Saved entries:

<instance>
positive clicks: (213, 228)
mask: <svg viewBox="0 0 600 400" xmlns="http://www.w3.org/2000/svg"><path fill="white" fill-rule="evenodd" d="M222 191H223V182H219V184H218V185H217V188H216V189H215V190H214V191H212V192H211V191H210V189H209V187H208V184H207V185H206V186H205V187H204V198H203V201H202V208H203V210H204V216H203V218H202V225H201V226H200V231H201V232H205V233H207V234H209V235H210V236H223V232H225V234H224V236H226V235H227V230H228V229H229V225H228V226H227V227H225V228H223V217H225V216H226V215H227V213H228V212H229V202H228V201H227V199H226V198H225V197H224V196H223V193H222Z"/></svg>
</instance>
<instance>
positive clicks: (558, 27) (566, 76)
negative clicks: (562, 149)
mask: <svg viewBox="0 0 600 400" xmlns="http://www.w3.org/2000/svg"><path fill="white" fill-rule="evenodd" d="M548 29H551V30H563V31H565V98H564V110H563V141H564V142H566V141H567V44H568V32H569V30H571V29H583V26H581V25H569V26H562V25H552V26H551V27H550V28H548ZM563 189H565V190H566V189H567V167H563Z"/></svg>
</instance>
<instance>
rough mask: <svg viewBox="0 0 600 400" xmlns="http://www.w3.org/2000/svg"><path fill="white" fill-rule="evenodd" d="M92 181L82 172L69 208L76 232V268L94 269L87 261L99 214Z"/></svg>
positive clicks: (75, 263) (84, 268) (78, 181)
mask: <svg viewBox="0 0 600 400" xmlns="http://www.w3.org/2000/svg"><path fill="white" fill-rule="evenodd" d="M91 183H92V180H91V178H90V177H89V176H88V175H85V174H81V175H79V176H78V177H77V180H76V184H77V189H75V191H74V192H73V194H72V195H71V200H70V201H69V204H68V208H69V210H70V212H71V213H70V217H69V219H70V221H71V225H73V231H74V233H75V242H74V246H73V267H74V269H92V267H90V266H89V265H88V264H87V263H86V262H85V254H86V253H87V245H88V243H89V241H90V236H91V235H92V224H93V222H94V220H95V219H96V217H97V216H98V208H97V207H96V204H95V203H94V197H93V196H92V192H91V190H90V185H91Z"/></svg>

> THE TASK
Set down the preceding data verbatim. Every line belongs in the copy.

> FINISHED TASK
<instance>
positive clicks: (213, 228)
mask: <svg viewBox="0 0 600 400" xmlns="http://www.w3.org/2000/svg"><path fill="white" fill-rule="evenodd" d="M222 191H223V182H219V184H218V185H217V188H216V189H215V190H214V191H212V192H211V191H210V189H209V187H208V184H207V185H206V186H205V187H204V198H203V201H202V208H203V210H204V216H203V218H202V225H201V226H200V231H201V232H205V233H207V234H209V235H210V236H223V232H225V234H224V236H226V235H227V230H228V229H229V225H228V226H227V227H225V228H223V217H225V216H226V215H227V213H228V212H229V202H228V201H227V199H226V198H225V197H224V196H223V193H222Z"/></svg>
</instance>
<instance>
positive clicks: (558, 27) (566, 76)
negative clicks: (562, 149)
mask: <svg viewBox="0 0 600 400" xmlns="http://www.w3.org/2000/svg"><path fill="white" fill-rule="evenodd" d="M548 29H551V30H563V31H565V98H564V110H563V141H564V142H566V141H567V44H568V32H569V30H571V29H583V26H581V25H569V26H562V25H552V26H551V27H550V28H548ZM563 189H565V190H566V189H567V167H563Z"/></svg>
</instance>
<instance>
rough mask: <svg viewBox="0 0 600 400" xmlns="http://www.w3.org/2000/svg"><path fill="white" fill-rule="evenodd" d="M92 181L82 172L69 208L76 232V268L94 269L87 261L99 214Z"/></svg>
positive clicks: (75, 263) (84, 268) (78, 181)
mask: <svg viewBox="0 0 600 400" xmlns="http://www.w3.org/2000/svg"><path fill="white" fill-rule="evenodd" d="M91 183H92V180H91V178H90V177H89V176H88V175H85V174H81V175H79V176H78V177H77V180H76V184H77V189H75V191H74V192H73V194H72V195H71V200H70V201H69V204H68V208H69V210H70V212H71V213H70V217H69V219H70V221H71V225H73V231H74V233H75V242H74V246H73V267H74V269H92V267H90V266H89V265H88V264H87V263H86V262H85V254H86V253H87V245H88V243H89V241H90V236H91V235H92V224H93V222H94V220H95V219H96V217H97V216H98V208H97V207H96V204H95V203H94V197H93V196H92V192H91V190H90V185H91Z"/></svg>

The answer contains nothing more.